— Start Provided data —
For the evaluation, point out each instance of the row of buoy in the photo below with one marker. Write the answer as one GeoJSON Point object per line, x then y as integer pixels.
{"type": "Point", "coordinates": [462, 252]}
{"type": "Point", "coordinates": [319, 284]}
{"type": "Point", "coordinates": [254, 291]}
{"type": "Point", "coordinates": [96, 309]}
— End Provided data —
▶ **Request**
Rewrite the listing with each "one marker" replaced by "a single marker", keeping everything else the same.

▶ **Result**
For the evaluation, point out each instance of the row of buoy in the photo below with a single marker. Write the answer as one GeoJSON Point object per line, x then y as integer pixels.
{"type": "Point", "coordinates": [462, 252]}
{"type": "Point", "coordinates": [319, 284]}
{"type": "Point", "coordinates": [254, 291]}
{"type": "Point", "coordinates": [96, 309]}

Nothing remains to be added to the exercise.